◆ **PROBLEM TO WORK ON**:
Show every line below that contains the word "lentil", copying each such line in full.

*** RECORDS TO PROCESS ***

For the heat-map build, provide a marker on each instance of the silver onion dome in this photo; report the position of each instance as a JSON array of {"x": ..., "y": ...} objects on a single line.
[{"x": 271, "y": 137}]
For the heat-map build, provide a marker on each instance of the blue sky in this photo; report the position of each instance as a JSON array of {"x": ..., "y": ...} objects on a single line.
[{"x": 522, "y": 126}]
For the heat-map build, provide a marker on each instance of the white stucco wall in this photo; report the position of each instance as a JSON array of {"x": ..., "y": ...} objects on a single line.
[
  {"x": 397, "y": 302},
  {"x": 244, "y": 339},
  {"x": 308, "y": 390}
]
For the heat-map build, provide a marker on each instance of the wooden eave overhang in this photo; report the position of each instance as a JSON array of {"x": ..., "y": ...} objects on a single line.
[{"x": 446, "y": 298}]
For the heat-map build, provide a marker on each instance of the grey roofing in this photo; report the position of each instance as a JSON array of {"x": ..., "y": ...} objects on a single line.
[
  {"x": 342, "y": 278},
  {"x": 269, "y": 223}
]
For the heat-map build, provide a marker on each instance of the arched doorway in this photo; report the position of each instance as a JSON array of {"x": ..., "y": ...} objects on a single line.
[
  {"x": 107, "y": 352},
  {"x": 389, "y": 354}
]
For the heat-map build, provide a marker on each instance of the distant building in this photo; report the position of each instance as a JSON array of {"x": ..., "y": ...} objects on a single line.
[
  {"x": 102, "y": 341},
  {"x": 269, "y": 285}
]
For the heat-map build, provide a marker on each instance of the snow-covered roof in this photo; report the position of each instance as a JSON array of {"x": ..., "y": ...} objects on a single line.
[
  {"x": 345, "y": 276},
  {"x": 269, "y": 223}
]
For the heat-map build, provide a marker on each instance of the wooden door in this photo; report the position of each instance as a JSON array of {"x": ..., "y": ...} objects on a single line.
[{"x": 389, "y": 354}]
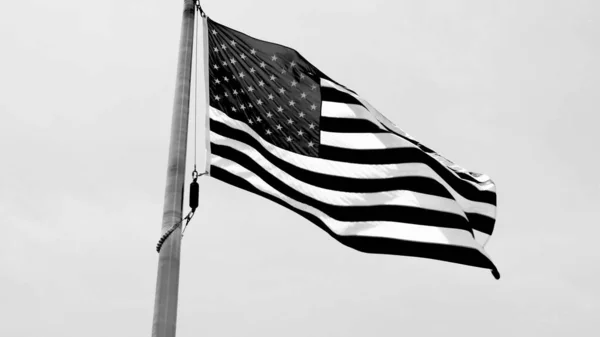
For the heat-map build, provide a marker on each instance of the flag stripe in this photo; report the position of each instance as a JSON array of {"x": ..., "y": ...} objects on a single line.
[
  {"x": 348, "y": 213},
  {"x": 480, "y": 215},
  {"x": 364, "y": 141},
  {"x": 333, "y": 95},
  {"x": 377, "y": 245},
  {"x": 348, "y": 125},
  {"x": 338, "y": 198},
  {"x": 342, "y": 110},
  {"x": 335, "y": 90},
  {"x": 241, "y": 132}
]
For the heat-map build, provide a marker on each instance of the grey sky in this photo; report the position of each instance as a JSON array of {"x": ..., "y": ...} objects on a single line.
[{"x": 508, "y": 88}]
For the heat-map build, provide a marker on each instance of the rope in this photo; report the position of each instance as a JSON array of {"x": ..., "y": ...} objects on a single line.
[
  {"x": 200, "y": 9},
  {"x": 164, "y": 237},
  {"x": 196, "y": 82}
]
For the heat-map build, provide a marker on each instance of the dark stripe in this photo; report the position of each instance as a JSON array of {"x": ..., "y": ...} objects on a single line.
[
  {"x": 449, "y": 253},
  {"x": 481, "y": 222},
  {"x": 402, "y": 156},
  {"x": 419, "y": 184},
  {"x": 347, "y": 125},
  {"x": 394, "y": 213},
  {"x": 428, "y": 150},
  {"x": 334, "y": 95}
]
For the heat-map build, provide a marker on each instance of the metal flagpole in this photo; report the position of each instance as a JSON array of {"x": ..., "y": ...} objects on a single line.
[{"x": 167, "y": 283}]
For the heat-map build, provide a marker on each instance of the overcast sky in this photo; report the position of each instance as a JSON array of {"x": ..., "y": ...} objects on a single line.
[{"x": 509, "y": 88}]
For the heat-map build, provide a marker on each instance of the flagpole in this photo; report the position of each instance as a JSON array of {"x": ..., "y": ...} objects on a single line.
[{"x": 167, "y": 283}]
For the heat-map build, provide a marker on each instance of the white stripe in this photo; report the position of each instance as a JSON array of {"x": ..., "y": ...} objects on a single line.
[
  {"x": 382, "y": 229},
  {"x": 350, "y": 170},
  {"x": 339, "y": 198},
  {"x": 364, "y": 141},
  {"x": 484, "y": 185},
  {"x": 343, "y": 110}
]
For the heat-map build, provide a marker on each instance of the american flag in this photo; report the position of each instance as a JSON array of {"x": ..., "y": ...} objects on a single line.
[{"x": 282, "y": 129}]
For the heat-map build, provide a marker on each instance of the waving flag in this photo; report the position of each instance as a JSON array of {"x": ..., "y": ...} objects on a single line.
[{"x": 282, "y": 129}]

***
*** RECORDS TO PROCESS ***

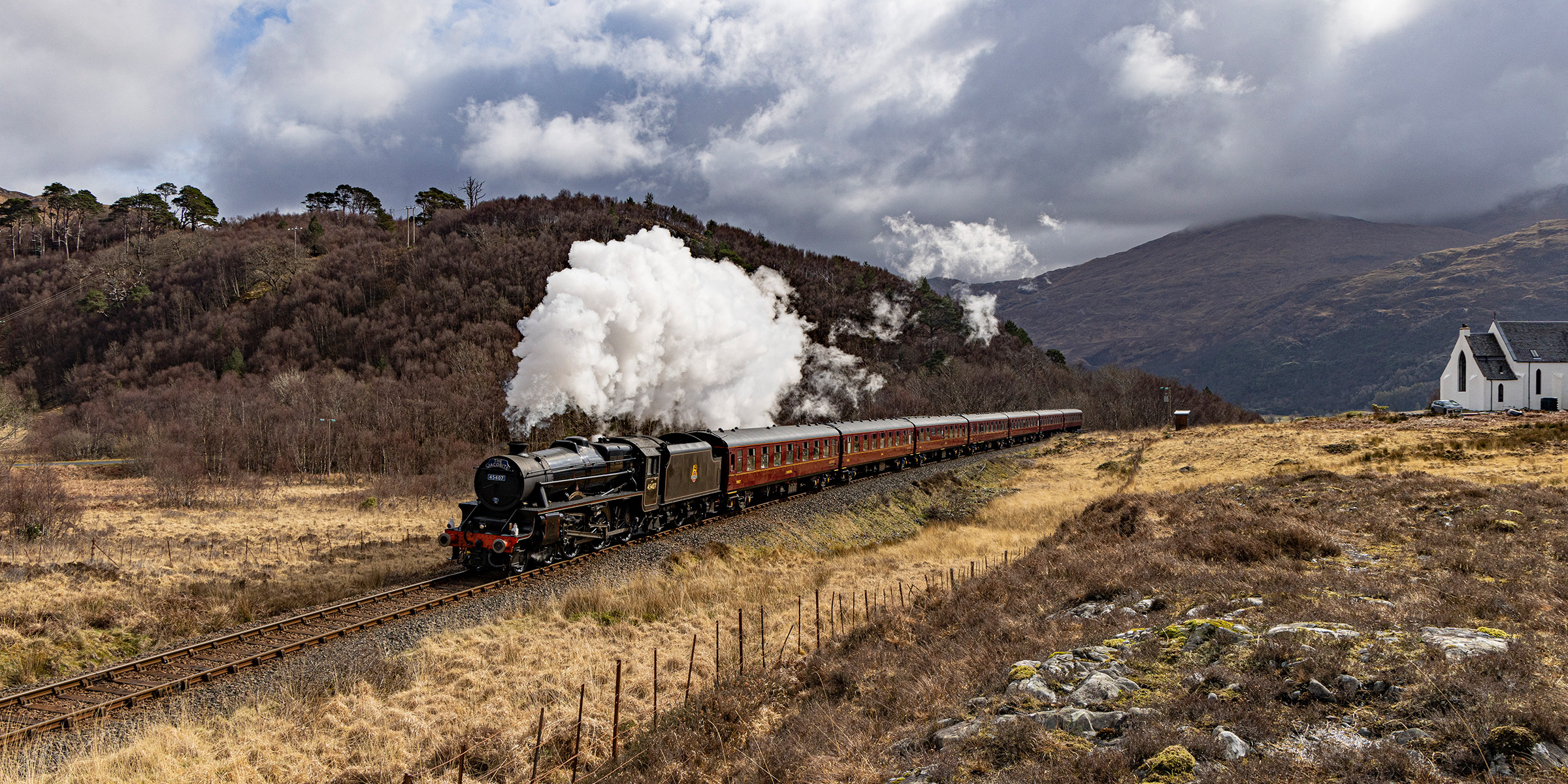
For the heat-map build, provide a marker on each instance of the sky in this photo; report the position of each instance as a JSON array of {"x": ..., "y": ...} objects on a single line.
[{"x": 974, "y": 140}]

***
*** RECORDS TO PROCESS ***

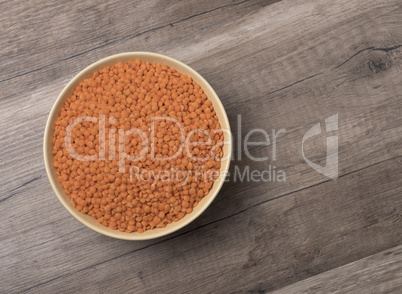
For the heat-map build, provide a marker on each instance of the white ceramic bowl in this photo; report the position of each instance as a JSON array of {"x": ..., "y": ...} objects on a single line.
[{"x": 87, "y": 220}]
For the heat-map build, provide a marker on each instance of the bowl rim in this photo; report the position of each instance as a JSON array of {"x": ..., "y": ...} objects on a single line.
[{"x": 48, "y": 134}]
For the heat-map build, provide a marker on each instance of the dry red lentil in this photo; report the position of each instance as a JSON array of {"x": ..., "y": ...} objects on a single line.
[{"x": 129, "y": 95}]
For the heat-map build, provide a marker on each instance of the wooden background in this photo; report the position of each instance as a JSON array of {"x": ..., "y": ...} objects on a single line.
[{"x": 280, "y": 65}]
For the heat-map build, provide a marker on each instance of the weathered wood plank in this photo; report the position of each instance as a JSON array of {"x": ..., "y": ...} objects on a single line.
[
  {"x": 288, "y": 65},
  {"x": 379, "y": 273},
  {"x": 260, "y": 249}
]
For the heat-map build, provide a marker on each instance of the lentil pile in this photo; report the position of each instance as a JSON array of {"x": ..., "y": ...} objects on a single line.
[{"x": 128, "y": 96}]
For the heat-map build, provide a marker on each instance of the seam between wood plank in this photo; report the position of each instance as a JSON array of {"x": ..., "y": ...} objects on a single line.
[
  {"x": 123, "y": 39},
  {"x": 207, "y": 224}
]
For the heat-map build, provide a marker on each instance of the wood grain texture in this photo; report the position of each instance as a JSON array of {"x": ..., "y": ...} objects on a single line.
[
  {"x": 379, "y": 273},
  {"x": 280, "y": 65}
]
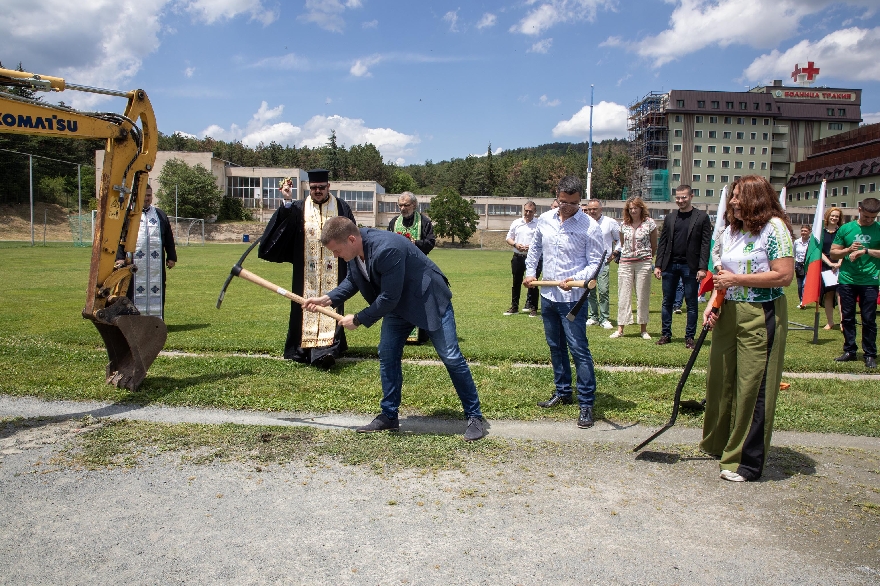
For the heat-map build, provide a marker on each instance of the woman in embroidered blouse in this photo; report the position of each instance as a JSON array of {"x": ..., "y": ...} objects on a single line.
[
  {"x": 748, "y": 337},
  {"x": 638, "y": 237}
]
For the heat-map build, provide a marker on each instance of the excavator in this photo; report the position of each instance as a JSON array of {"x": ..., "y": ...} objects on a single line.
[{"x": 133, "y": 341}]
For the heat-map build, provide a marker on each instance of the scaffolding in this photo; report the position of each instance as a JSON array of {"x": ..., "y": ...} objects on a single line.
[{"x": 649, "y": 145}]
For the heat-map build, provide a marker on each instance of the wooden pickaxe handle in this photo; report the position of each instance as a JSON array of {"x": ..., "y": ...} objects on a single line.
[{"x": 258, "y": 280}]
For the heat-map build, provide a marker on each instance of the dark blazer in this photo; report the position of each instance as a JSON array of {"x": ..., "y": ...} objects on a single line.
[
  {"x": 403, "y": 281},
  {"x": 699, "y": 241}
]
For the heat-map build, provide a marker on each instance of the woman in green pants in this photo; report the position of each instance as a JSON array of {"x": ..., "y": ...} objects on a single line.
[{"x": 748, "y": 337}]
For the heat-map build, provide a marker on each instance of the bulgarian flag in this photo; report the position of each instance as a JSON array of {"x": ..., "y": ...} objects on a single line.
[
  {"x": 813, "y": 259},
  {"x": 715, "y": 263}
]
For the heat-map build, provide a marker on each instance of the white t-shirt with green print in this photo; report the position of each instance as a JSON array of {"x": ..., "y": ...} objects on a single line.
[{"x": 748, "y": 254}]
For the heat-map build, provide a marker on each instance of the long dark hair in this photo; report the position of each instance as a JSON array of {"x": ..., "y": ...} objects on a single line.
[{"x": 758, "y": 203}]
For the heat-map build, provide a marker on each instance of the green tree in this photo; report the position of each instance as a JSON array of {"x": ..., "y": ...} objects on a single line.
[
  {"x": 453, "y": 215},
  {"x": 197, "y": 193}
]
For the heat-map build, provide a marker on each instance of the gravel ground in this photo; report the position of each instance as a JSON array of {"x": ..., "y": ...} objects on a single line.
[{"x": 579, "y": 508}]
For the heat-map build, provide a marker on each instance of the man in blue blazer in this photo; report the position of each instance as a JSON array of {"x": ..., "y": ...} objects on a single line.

***

◆ **EXERCISE SOLUTION**:
For the heat-map build, provide a marker on each instance of the dry red lentil in this photo; report the position of each instance as a JSON array of {"x": ..., "y": ...} objects on a single line.
For the heat-map build, provide a marker on each instance of the lentil pile in this photo; report the position of each instance as a JSON array of {"x": ..., "y": ...} objects on a single line.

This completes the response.